■ Task to complete: Which lines in the rows below contain the word "black" with matching case? Pull out every such line.
---*---
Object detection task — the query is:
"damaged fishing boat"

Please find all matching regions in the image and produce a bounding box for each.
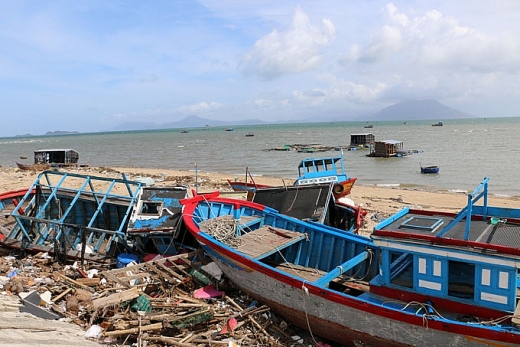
[228,152,357,199]
[247,183,367,233]
[181,179,520,346]
[0,170,188,262]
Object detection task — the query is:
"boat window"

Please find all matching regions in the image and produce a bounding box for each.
[448,260,475,300]
[139,201,162,215]
[389,251,413,288]
[399,216,443,232]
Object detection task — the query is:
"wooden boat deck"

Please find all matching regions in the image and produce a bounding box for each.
[235,226,306,258]
[199,215,307,259]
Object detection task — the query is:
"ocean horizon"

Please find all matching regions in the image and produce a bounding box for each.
[0,117,520,197]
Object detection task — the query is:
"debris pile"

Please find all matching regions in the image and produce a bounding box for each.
[0,251,315,346]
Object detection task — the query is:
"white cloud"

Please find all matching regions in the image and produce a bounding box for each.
[177,101,223,115]
[241,7,336,79]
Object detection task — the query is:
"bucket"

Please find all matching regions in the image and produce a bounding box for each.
[116,253,139,269]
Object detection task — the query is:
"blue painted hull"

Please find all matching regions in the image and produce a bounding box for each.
[182,195,520,346]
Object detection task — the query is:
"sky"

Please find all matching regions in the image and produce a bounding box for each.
[0,0,520,137]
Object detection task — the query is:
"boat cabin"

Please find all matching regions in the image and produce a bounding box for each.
[34,149,79,166]
[294,154,348,185]
[350,133,376,148]
[371,178,520,318]
[368,140,404,158]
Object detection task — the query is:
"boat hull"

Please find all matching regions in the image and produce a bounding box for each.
[199,239,515,347]
[183,196,519,346]
[421,166,440,174]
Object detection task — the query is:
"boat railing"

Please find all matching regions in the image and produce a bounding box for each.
[437,177,489,241]
[314,250,371,287]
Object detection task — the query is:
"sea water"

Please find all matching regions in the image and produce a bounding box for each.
[0,118,520,196]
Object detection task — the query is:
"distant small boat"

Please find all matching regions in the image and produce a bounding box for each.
[421,165,440,173]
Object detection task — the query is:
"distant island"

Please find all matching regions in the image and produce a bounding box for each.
[15,130,80,137]
[45,130,79,136]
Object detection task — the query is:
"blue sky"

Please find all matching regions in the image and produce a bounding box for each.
[0,0,520,136]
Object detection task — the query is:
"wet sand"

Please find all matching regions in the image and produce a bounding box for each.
[0,167,520,347]
[0,167,520,234]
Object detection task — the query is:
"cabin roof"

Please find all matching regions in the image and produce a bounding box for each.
[372,210,520,257]
[298,157,341,167]
[376,140,403,145]
[34,148,78,153]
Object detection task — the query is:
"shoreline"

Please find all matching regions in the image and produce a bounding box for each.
[0,166,520,235]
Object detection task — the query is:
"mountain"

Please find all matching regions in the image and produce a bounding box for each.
[370,100,474,120]
[108,100,475,131]
[109,116,265,131]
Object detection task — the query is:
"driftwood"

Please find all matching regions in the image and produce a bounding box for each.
[0,251,313,347]
[92,288,141,310]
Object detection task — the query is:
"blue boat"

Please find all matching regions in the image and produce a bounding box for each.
[181,178,520,347]
[227,152,357,199]
[0,170,188,263]
[421,165,440,173]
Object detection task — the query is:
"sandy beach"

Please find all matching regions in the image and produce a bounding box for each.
[0,167,520,347]
[0,167,520,234]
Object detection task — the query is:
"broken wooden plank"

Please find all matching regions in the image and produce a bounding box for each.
[92,288,141,310]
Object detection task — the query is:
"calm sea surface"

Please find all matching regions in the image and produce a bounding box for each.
[0,118,520,196]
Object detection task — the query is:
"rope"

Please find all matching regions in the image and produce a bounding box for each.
[302,280,319,346]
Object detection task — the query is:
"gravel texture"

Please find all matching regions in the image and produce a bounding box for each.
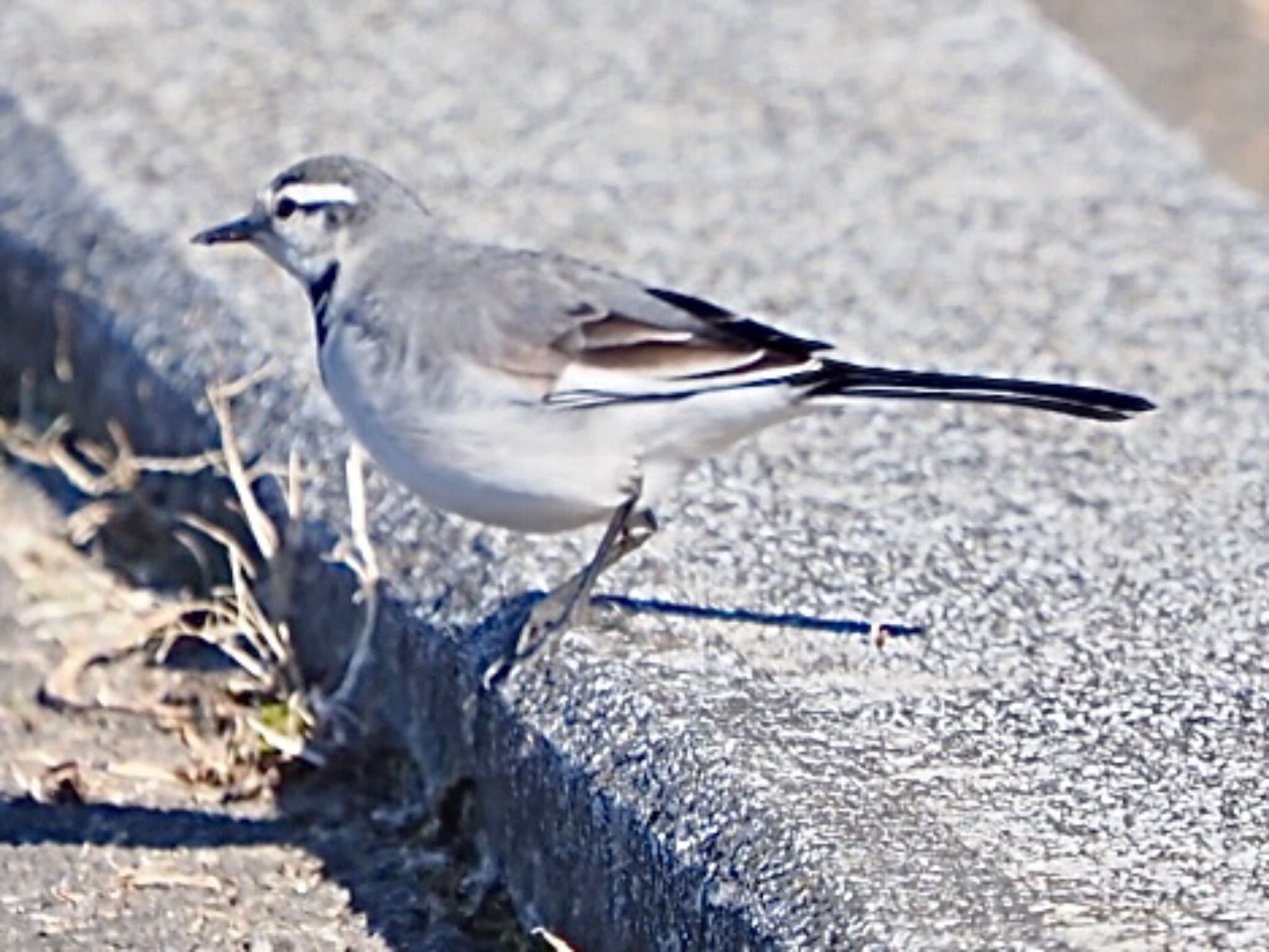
[0,0,1269,951]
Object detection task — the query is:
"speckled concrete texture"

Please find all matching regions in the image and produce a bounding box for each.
[0,0,1269,950]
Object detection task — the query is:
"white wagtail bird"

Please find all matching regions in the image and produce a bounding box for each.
[194,156,1153,675]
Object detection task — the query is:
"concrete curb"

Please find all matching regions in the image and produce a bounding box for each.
[0,0,1269,951]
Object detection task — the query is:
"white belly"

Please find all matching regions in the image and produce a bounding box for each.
[322,335,637,532]
[322,331,807,532]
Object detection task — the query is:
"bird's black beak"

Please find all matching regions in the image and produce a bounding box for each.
[190,213,268,245]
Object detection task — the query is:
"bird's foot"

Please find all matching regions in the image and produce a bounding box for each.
[482,584,585,689]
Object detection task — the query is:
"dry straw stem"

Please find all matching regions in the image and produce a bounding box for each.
[0,365,327,777]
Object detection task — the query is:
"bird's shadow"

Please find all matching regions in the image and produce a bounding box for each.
[594,595,925,639]
[462,592,925,687]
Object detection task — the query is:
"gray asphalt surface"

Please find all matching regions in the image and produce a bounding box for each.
[0,0,1269,950]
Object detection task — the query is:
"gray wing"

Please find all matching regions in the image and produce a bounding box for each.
[436,249,831,405]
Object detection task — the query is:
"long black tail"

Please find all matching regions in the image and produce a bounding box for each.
[797,360,1155,420]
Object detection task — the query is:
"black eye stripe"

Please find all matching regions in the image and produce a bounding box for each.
[273,196,346,220]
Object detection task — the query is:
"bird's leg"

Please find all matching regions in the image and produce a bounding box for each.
[314,443,380,714]
[514,492,656,660]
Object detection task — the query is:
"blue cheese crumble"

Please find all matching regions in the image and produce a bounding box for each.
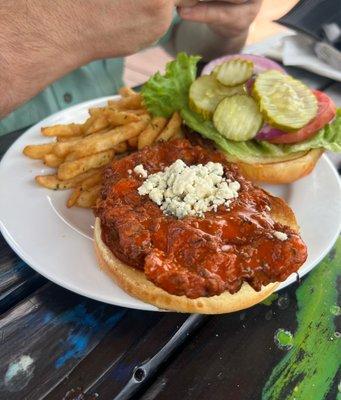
[134,159,240,218]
---*---
■ Solution to this exercise:
"bird's black beak"
"long black tail"
"black eye stripe"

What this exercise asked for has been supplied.